[Source records]

• • • •

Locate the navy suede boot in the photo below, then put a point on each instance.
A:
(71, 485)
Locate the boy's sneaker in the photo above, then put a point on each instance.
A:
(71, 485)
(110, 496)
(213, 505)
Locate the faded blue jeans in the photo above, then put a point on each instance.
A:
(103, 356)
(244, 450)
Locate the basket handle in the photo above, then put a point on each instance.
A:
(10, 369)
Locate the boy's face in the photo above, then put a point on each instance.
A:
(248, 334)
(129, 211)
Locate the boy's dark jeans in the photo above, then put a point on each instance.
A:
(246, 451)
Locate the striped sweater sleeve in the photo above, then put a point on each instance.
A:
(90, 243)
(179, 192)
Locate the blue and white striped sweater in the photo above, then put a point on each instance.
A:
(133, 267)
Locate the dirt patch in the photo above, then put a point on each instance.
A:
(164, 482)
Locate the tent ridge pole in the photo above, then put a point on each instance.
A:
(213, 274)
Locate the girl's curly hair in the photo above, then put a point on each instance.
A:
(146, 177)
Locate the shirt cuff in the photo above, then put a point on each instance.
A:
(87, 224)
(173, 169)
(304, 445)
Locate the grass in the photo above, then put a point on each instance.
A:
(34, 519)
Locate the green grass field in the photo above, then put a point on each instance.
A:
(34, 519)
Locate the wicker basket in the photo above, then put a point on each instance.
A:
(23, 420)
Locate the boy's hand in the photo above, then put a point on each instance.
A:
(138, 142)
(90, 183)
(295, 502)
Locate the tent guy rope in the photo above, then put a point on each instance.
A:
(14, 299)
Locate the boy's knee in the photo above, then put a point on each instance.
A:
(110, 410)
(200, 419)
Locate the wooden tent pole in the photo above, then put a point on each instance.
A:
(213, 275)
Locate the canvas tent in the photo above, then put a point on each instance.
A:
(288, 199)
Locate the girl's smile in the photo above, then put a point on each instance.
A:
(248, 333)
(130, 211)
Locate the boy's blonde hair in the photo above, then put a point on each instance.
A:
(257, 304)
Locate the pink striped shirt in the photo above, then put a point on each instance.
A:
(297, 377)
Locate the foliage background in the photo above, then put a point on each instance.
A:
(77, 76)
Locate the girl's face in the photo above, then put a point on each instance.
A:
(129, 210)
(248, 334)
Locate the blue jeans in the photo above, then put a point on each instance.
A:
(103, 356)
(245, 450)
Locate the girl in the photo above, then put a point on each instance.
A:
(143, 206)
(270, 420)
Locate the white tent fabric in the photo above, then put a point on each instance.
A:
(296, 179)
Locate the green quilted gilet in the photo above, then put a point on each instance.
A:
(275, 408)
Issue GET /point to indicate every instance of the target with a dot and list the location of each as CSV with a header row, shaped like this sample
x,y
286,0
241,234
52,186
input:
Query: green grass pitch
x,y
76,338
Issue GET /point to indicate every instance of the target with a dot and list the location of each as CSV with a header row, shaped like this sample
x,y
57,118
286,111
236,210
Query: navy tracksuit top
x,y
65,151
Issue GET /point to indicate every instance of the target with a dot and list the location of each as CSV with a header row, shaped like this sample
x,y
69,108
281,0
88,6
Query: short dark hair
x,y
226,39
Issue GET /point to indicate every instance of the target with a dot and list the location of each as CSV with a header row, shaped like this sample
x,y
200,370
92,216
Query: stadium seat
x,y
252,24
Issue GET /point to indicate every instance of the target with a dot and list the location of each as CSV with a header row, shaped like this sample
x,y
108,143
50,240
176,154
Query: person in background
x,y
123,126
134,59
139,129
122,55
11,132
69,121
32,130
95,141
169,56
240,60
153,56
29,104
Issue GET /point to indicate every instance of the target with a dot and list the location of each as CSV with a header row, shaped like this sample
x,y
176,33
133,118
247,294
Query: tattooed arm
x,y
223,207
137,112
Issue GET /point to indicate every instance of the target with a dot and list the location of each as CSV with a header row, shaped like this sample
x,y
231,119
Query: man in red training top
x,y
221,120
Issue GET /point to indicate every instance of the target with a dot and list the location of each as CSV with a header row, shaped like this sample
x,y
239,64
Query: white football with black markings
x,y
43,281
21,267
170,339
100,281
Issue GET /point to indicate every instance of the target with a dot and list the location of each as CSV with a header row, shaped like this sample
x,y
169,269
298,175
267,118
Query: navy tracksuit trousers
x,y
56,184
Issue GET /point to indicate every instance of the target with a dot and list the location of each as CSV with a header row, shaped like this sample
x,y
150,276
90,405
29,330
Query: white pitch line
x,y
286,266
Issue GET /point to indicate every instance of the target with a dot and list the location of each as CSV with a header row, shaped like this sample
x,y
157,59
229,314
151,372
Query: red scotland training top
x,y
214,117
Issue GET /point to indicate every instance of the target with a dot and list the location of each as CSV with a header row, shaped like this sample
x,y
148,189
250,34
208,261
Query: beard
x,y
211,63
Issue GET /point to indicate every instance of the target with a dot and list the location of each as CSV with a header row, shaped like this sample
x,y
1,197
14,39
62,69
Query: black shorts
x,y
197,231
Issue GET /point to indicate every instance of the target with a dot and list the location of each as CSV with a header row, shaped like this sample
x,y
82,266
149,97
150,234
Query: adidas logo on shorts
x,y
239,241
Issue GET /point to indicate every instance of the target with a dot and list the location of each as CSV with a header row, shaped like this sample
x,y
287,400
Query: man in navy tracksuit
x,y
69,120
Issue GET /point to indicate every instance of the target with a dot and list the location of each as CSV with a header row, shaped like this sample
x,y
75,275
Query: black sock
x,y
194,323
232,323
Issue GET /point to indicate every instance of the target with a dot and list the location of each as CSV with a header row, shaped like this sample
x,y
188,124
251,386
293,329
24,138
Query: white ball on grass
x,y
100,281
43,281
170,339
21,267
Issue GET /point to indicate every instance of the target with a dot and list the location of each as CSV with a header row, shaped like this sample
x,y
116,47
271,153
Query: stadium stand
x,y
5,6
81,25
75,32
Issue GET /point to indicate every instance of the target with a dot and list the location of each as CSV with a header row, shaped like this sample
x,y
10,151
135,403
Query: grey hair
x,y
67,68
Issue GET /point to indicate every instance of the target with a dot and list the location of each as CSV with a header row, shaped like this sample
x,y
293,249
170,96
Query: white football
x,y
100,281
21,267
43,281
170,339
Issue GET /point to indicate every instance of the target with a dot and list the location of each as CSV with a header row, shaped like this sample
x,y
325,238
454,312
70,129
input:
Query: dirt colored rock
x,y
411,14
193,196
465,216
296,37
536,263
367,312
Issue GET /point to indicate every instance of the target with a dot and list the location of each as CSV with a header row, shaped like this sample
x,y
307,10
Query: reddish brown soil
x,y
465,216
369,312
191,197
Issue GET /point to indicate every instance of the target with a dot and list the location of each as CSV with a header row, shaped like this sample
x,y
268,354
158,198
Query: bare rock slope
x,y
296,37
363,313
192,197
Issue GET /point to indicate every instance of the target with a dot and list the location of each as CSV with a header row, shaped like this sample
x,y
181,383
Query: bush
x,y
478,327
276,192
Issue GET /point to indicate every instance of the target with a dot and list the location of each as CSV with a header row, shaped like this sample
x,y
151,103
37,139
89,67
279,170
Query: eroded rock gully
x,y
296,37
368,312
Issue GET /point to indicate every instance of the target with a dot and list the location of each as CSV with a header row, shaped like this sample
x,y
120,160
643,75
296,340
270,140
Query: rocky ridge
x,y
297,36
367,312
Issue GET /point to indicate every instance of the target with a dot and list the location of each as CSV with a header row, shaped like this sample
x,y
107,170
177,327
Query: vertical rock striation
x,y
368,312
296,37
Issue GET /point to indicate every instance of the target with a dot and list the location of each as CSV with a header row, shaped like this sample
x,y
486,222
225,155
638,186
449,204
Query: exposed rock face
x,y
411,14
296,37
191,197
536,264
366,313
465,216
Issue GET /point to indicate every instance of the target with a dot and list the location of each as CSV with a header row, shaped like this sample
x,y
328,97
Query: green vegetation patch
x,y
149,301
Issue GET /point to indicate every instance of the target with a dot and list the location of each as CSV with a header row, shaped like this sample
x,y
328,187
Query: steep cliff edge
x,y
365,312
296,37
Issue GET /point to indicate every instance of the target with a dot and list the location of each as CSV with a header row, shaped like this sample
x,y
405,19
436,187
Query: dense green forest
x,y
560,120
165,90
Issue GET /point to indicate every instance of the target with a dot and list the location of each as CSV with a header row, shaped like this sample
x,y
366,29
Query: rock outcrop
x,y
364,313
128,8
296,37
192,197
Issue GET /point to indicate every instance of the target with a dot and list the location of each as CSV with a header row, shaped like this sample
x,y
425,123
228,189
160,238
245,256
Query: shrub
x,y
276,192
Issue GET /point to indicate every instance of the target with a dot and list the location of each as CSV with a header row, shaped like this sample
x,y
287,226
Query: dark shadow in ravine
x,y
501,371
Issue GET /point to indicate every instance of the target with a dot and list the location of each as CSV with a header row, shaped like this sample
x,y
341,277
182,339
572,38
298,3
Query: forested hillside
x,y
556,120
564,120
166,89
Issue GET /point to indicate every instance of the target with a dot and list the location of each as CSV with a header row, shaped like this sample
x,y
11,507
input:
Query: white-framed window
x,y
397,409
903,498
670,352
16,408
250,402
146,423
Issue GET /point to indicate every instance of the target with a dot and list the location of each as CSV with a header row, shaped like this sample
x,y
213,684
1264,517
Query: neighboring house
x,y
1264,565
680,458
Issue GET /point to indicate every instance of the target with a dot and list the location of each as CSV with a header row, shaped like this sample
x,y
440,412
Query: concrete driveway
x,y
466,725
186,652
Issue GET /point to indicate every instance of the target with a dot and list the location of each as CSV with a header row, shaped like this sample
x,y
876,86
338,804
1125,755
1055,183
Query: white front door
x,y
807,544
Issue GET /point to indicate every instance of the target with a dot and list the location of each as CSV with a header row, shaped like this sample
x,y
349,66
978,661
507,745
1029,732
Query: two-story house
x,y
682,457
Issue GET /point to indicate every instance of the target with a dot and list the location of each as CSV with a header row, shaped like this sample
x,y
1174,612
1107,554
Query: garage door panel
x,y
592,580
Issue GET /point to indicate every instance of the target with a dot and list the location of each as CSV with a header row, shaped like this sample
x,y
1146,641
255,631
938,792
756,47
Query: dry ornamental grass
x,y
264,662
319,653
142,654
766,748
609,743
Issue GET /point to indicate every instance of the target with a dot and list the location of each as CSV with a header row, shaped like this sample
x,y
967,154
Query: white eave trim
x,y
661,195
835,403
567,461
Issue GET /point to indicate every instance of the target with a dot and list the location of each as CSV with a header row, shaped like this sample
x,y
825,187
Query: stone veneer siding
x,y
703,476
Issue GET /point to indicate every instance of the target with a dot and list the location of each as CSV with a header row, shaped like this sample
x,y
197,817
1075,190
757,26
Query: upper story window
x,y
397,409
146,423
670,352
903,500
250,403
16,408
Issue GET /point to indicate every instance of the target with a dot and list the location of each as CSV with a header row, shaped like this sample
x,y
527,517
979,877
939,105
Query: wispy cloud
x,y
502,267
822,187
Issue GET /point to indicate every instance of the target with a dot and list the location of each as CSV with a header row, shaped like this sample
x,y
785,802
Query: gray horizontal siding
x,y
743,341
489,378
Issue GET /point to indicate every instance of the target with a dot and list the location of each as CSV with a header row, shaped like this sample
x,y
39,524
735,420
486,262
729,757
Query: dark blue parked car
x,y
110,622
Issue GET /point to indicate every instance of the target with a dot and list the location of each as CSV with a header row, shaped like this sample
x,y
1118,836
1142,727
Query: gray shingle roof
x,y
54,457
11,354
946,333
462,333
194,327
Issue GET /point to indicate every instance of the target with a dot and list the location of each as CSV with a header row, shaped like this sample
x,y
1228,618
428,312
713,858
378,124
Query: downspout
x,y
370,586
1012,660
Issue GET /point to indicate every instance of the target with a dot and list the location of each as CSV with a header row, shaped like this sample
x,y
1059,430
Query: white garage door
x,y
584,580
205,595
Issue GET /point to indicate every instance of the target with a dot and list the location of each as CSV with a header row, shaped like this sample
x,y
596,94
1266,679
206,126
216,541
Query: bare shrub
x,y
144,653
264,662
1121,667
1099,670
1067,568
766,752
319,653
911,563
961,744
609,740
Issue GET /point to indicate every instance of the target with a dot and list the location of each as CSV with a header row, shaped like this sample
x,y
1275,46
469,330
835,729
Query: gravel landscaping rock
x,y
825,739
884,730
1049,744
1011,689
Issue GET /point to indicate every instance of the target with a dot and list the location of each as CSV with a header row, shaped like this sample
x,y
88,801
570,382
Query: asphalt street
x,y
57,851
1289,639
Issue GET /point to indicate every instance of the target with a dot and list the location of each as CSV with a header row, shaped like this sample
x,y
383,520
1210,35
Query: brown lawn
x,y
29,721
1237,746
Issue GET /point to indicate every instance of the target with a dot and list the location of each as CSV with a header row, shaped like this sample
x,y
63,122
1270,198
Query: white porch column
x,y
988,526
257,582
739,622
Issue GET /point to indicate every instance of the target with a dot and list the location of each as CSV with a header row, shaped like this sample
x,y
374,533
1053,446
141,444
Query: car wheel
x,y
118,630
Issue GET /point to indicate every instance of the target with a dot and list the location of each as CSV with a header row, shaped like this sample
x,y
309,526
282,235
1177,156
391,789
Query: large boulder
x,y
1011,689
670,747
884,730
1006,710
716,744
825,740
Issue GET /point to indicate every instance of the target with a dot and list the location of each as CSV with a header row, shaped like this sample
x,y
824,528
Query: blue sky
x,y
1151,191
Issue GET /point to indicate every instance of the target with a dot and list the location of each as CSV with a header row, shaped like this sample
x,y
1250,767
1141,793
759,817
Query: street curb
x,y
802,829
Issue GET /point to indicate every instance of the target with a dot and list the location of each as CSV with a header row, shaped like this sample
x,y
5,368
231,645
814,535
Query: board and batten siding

• • • •

§ **Task statement**:
Among the lines above, repeat exactly those from the line with "Locate the foliage" to the line with "Locate the white", counting both ends.

§ **Written solution**:
Locate the foliage background in the photo above, then put a point on each instance.
A:
(77, 76)
Locate the girl's face in the photo above, then put a point on each instance.
A:
(129, 210)
(248, 334)
Locate the blue jeans in the photo above, then put a point on each instance.
A:
(103, 356)
(245, 450)
Locate the girl in the photo above, then put a point on each instance.
A:
(143, 206)
(270, 420)
Locate the white tent fabric in the photo above, then put a point on each instance.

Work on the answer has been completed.